• [Provided text]
Too much consumption? Let me decide
Commentator Will Wilkinson
TEXT OF COMMENTARY
Scott Jagow: One of the big issues of the day is how our consumption habits are affecting the planet. Some argue we should focus on our needs and check our wants at the door. But commentator Will Wilkinson says it's not quite that simple.
Will Wilkinson: Critics often say capitalism produces, and we mindlessly consume, all sorts of junk we don't really need. We could live a lot more simply, more in tune with nature, with more time for one another.
Some thinkers say that individualistic consumerism distracts us from more satisfying collective pursuits. Others urge us to pare down our consumption. They want us to minimize our "carbon footprints," as if catastrophe draws closer with each trip to the store, with each exhale.
The Greek philosopher Diogenes, who extolled the unencumbered life of the lowly dog, would have agreed. One day, Diogenes smashed his only possession, a wooden bowl, after seeing a peasant boy drink from his cupped hands. Today, there are Jainist monks in India who walk around naked. Who can commune with the transcendent when bogged down in grubby material things, like pants?
Sure, most critics of consumption don't take it as far as Diogenes. But if you're going to take it anywhere, you've got to draw a line and say why pants and bowls go on one side of it, and iPhones and a 20-ounce soy milk mochaccino go on another.

Dataset entries:
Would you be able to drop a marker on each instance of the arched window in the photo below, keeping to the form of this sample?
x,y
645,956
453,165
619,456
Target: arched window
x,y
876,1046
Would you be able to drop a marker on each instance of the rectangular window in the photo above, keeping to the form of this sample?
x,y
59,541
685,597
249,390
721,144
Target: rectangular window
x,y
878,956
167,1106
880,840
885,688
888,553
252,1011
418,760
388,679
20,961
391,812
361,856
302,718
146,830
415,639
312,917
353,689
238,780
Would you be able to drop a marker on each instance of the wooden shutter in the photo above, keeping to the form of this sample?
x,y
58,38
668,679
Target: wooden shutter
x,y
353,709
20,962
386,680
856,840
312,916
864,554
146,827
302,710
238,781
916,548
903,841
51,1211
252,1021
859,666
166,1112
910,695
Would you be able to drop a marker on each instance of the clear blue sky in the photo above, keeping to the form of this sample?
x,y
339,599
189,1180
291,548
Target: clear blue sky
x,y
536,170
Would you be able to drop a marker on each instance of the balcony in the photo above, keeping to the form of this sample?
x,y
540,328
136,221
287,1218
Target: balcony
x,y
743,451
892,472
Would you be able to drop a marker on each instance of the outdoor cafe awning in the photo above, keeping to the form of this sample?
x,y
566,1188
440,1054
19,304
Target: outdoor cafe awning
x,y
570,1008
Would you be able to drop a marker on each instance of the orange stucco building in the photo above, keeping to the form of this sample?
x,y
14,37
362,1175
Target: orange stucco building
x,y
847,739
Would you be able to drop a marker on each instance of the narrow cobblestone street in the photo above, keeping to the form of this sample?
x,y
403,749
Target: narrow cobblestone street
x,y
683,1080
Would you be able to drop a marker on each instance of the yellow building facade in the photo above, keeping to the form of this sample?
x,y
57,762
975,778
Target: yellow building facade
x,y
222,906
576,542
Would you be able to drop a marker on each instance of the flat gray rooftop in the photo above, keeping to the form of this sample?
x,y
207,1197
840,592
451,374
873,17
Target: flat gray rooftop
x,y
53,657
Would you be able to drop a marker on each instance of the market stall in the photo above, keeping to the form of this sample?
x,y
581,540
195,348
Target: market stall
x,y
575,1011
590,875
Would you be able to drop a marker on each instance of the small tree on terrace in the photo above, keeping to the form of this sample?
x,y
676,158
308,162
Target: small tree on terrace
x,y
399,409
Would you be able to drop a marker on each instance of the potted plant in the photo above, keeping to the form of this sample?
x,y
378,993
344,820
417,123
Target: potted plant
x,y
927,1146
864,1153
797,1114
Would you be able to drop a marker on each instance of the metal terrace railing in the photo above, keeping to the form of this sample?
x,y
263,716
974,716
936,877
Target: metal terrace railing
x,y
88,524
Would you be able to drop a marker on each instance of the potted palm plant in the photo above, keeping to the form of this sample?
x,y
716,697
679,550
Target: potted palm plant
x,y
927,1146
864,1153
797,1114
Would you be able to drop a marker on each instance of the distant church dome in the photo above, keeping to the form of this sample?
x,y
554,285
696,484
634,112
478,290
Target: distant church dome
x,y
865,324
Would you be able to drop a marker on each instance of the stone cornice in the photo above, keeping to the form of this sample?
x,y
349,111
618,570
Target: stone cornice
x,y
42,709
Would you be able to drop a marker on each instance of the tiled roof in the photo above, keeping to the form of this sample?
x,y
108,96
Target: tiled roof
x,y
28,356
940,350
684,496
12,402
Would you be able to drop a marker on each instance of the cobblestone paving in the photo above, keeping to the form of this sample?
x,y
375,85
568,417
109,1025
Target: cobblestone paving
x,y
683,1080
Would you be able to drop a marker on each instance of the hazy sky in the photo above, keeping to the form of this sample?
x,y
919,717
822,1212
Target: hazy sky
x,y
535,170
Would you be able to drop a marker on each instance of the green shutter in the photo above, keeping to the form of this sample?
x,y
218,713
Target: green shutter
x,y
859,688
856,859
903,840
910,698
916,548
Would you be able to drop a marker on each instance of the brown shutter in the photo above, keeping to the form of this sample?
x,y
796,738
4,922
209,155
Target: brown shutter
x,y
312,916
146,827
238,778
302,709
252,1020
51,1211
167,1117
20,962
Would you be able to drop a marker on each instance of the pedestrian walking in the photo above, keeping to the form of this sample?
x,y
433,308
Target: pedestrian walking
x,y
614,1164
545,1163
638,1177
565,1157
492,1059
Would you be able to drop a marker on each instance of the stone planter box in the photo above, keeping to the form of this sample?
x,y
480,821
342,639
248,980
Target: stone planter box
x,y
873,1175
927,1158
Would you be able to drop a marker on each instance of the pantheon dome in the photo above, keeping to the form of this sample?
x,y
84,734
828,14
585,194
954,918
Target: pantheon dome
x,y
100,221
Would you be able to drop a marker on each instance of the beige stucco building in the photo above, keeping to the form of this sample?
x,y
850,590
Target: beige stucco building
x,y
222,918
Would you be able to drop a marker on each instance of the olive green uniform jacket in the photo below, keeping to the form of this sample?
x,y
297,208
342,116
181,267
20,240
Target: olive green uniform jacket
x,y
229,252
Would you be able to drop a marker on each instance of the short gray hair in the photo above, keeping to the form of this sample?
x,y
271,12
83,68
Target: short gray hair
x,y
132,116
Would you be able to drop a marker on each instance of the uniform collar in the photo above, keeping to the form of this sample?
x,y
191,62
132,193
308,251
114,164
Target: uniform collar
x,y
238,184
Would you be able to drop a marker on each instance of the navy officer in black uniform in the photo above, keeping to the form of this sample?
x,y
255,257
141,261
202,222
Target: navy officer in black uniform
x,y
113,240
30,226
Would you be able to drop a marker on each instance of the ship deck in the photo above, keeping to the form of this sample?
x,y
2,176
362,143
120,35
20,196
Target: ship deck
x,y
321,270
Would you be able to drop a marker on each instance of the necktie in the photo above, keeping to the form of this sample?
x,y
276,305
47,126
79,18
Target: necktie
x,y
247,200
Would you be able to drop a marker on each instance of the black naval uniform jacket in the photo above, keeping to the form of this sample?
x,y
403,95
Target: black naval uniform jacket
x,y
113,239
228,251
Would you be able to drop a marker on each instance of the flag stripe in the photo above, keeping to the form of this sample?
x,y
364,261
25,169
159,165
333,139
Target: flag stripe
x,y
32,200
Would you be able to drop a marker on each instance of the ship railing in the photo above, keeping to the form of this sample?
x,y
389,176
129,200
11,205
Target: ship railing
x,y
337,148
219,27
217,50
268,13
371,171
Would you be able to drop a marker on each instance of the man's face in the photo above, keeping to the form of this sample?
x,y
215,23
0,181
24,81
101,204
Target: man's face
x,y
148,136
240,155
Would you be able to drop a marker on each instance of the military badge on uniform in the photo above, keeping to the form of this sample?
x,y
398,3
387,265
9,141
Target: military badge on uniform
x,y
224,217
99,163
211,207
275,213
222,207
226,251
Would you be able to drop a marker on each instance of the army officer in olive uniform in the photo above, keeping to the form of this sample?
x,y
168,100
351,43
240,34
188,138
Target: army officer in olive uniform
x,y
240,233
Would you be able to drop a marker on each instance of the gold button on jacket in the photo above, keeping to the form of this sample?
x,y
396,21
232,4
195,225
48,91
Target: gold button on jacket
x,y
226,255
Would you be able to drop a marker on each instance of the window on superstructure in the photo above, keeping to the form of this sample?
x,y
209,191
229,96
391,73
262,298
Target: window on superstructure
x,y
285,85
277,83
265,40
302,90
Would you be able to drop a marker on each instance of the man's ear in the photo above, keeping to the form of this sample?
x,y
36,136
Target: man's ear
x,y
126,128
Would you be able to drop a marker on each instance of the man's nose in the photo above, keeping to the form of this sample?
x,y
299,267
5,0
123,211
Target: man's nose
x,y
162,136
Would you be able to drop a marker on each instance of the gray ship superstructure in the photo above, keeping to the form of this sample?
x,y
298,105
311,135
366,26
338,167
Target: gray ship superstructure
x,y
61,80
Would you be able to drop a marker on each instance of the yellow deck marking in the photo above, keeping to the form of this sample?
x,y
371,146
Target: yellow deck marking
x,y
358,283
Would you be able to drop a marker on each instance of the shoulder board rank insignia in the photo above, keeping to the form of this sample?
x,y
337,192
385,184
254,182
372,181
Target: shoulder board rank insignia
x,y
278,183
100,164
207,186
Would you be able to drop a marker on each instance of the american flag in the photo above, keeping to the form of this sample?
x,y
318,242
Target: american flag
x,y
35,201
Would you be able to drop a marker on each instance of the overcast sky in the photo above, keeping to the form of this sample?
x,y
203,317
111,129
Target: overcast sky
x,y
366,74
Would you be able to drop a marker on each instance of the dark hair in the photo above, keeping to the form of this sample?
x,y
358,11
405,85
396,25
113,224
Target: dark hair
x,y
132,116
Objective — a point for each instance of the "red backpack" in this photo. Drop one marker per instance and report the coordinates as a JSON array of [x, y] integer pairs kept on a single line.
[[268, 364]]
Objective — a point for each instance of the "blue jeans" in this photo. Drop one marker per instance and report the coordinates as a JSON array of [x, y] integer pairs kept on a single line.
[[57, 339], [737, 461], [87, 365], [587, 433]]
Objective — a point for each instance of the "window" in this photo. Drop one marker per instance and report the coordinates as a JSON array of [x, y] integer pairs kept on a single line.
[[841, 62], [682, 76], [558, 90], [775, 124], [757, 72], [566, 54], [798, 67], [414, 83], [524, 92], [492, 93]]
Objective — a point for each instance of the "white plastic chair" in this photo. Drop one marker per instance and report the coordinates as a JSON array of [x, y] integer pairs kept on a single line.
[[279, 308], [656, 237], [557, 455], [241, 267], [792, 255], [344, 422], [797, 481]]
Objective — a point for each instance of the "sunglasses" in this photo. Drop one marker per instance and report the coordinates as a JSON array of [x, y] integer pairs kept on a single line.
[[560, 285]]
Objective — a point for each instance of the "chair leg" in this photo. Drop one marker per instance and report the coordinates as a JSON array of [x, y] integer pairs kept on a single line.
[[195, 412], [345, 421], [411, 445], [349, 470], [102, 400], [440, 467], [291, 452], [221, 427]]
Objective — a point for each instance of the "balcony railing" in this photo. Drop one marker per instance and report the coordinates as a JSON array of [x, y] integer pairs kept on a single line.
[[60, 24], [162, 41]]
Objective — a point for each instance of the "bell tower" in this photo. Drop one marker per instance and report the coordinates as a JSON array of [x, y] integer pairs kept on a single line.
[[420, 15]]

• [Tasks and exercises]
a. In the commentary on consumption, what did Diogenes smash after seeing a peasant boy drink from his cupped hands?
b. Transcribe the commentary on consumption from "Some thinkers say" to "things, like pants?".
c. Continue the commentary on consumption from the point where it stops.
This material has nothing to do with the commentary on consumption.

• [Answers by item number]
a. His only possession, a wooden bowl.

b.
Some thinkers say that individualistic consumerism distracts us from more satisfying collective pursuits. Others urge us to pare down our consumption. They want us to minimize our "carbon footprints," as if catastrophe draws closer with each trip to the store, with each exhale.
The Greek philosopher Diogenes, who extolled the unencumbered life of the lowly dog, would have agreed. One day, Diogenes smashed his only possession, a wooden bowl, after seeing a peasant boy drink from his cupped hands. Today, there are Jainist monks in India who walk around naked. Who can commune with the transcendent when bogged down in grubby material things, like pants?

c.
But why suppose there's one line? Different people have different aspirations and plans. They have different frames of reference for adequacy and excess. What each of us needs depends on what we are trying to make of our lives.
Of course, moralizers of all stripes, from officious environmentalists to religious fundamentalists, have strong ideas about what we really need. But the fact that you think you know what's best for me doesn't mean I don't really need my nose hair trimmer or my stuffed armadillo. I have my reasons.
If this wild assortment of stuff was really crushing our souls, then maybe we ought to smash our flatscreens like Diogenes smashed his bowl. But the evidence is clear: People are most likely to be happy, healthy, well-educated and long-lived in places where people consume the most.
Maybe we don't need to be happy, or to live 80 years. But if we want to, then we've got a good thing going. Just don't trip over your Roomba.
Jagow: Will Wilkinson is a research fellow at the Cato Institute.